[Exercise aim]
After finding the line that includes "Place a point on every instance of the standing" in the records below, transcribe it and each line after it through the last, exactly, and add nothing.

[Items from a dataset]
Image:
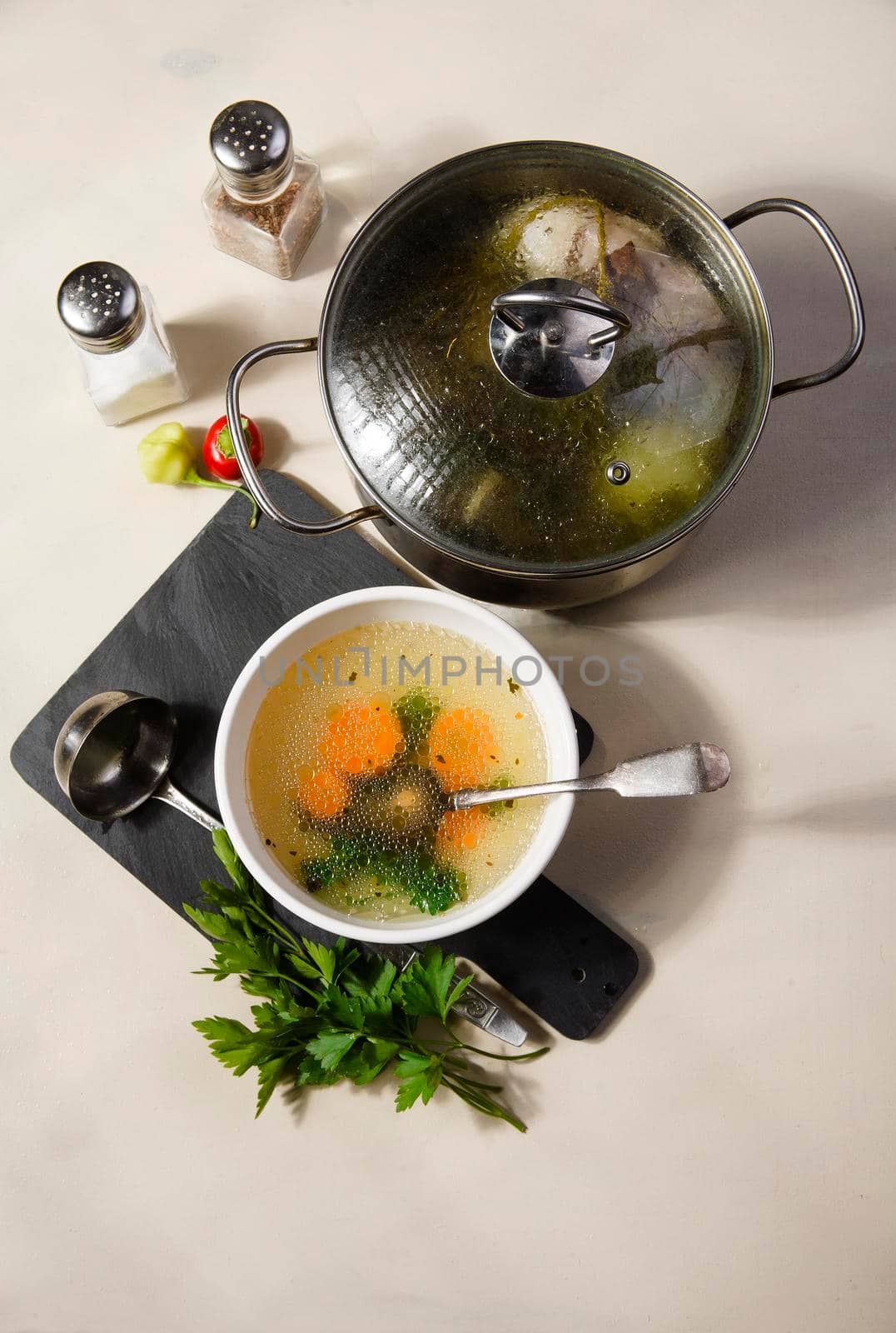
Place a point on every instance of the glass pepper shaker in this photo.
(127, 362)
(266, 200)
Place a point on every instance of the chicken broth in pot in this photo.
(523, 480)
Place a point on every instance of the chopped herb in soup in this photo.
(355, 751)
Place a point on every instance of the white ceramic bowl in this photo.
(331, 617)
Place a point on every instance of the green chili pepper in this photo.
(167, 457)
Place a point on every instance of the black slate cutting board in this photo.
(187, 640)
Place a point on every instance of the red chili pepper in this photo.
(219, 453)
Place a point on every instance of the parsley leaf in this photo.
(327, 1013)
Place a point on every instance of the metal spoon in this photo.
(687, 771)
(113, 753)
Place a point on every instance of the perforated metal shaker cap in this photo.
(100, 306)
(252, 148)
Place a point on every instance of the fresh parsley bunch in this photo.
(328, 1015)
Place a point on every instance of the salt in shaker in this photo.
(127, 362)
(266, 200)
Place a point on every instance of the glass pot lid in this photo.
(545, 357)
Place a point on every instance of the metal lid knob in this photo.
(543, 337)
(100, 306)
(252, 148)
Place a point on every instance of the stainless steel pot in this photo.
(550, 339)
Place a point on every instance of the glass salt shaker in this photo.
(127, 362)
(266, 200)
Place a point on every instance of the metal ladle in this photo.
(113, 753)
(685, 771)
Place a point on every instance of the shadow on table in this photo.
(645, 866)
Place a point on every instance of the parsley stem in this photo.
(494, 1055)
(284, 933)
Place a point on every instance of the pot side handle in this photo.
(847, 277)
(251, 477)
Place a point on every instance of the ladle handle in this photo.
(168, 793)
(247, 467)
(844, 270)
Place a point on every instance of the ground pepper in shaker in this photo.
(266, 200)
(126, 359)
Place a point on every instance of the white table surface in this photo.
(723, 1156)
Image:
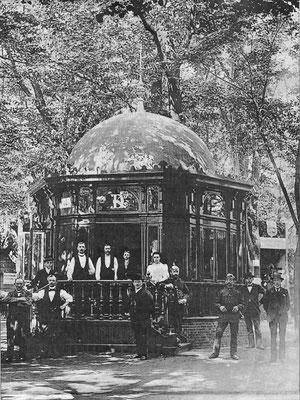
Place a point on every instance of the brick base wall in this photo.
(200, 332)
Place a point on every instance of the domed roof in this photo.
(139, 140)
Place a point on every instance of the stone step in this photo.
(73, 348)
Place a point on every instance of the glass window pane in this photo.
(153, 244)
(208, 253)
(221, 254)
(233, 244)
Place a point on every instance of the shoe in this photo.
(136, 356)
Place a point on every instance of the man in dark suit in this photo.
(141, 310)
(52, 302)
(229, 302)
(251, 293)
(177, 297)
(18, 320)
(40, 280)
(277, 303)
(126, 268)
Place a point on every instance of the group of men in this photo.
(81, 267)
(233, 303)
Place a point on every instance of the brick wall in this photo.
(200, 332)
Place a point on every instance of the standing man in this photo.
(157, 271)
(178, 294)
(251, 294)
(18, 320)
(52, 301)
(40, 280)
(126, 268)
(277, 303)
(107, 265)
(81, 266)
(229, 303)
(141, 310)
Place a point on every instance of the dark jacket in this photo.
(50, 310)
(276, 304)
(17, 307)
(179, 292)
(251, 299)
(141, 305)
(40, 280)
(80, 273)
(229, 298)
(107, 273)
(127, 273)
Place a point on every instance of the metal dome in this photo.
(139, 140)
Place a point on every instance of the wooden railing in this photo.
(109, 300)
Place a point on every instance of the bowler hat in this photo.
(230, 276)
(277, 275)
(136, 277)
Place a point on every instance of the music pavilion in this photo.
(144, 182)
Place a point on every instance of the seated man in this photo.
(177, 297)
(52, 302)
(18, 319)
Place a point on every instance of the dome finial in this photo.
(140, 86)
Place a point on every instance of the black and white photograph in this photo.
(149, 199)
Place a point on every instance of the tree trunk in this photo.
(297, 255)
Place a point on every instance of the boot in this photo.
(251, 344)
(259, 345)
(216, 349)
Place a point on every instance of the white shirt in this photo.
(82, 261)
(107, 262)
(158, 272)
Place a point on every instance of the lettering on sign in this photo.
(116, 200)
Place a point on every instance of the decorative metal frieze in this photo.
(67, 203)
(117, 199)
(85, 201)
(213, 204)
(153, 198)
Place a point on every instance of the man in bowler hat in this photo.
(229, 302)
(141, 310)
(277, 303)
(251, 294)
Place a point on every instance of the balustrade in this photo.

[Reply]
Place a point on every instance of the standing man in this photo.
(157, 271)
(178, 294)
(251, 294)
(18, 320)
(52, 301)
(40, 280)
(126, 268)
(277, 303)
(107, 265)
(81, 266)
(229, 303)
(141, 310)
Place a point on every instance of the dark jacket in this photo.
(50, 310)
(276, 304)
(17, 307)
(179, 292)
(251, 299)
(141, 305)
(40, 280)
(80, 273)
(229, 298)
(107, 273)
(127, 273)
Place a point on every instance of the metal dome in this photo.
(139, 140)
Place a point on every instance of the wooden railing in this photo.
(109, 300)
Place a point on every instance of the bowler hat in this photo.
(230, 276)
(277, 275)
(136, 277)
Place a point on every instance of the music pavilion in this photo.
(144, 182)
Place a point on every instance of the seated man in this photo.
(177, 297)
(52, 302)
(18, 319)
Place a point on every instance of the dome finial in this photo.
(140, 86)
Place a point on every instance of the black and white photograph in this photo.
(149, 199)
Place a point on every instance of the tree trunk in this photo.
(297, 255)
Place a point on every instance of the boot in this photo.
(251, 344)
(259, 345)
(216, 349)
Place a point on every instance of the white shirt in this photo.
(82, 261)
(107, 262)
(158, 272)
Place a point on every instance of the lettering on sign in this photo.
(116, 200)
Place a point on every instance of the decorative metal frieze in this photo.
(67, 203)
(117, 199)
(85, 201)
(213, 204)
(153, 198)
Place a point on every instance of the man in bowler hat in this photo.
(229, 302)
(141, 310)
(277, 303)
(251, 294)
Place a point on every instance of the balustrade in this photo.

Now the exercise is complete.